● **What is being asked**:
Could you retype all of the entries below word for word?

● **Stored data**:
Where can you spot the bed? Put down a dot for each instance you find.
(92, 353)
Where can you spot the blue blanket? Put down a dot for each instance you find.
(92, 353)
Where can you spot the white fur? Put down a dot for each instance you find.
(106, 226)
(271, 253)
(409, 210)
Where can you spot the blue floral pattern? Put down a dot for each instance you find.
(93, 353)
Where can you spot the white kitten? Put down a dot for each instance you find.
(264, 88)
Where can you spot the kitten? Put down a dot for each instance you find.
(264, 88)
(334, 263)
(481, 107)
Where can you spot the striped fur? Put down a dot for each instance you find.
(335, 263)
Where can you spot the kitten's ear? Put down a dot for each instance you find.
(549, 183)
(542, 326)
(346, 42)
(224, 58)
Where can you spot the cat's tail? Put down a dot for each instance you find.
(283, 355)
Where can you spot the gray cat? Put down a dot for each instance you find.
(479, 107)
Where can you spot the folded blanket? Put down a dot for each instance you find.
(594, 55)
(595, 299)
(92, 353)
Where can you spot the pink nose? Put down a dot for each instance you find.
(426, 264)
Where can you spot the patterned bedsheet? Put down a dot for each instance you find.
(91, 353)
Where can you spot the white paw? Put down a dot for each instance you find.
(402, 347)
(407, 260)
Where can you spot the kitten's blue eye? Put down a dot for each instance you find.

● **Output below**:
Where can you spot the bed? Put down a dot for each instance you find.
(92, 353)
Where can you spot the blue blanket? Put down a dot for each instance you find.
(92, 353)
Where can you spot the white fur? Put down a dot for each instance you find.
(106, 226)
(271, 253)
(409, 210)
Where can you spot the blue floral pattern? Put down a dot for each instance you find.
(93, 353)
Where can you spot the white kitten? Put down a dot for each instance you find.
(264, 88)
Where can you spot the kitten? Put down a dot for each instance you find.
(264, 88)
(334, 263)
(481, 107)
Where can you spot the striped fur? Put down a dot for each instance you find.
(335, 263)
Where can you spot the kitten's ear? Put down a dot for each instance you find.
(549, 183)
(542, 326)
(346, 42)
(224, 58)
Where can you spot the cat's tail? Put down a dot for each instance you find.
(283, 355)
Where can you spot the gray cat? Put down a dot for each instance you find.
(479, 107)
Where can you spot the folded blanket? Put down a dot for each instance you find.
(594, 55)
(595, 299)
(92, 353)
Where can you spot the pink nose? Put down a dot for each instance you find.
(426, 264)
Where can you spot the patterned bedsheet? Put down a dot for each instance you find.
(91, 353)
Where can you spot the white paw? Put down a dot for each instance you find.
(402, 347)
(407, 260)
Where can you spot the kitten's blue eye? Put down a dot for each instance you find.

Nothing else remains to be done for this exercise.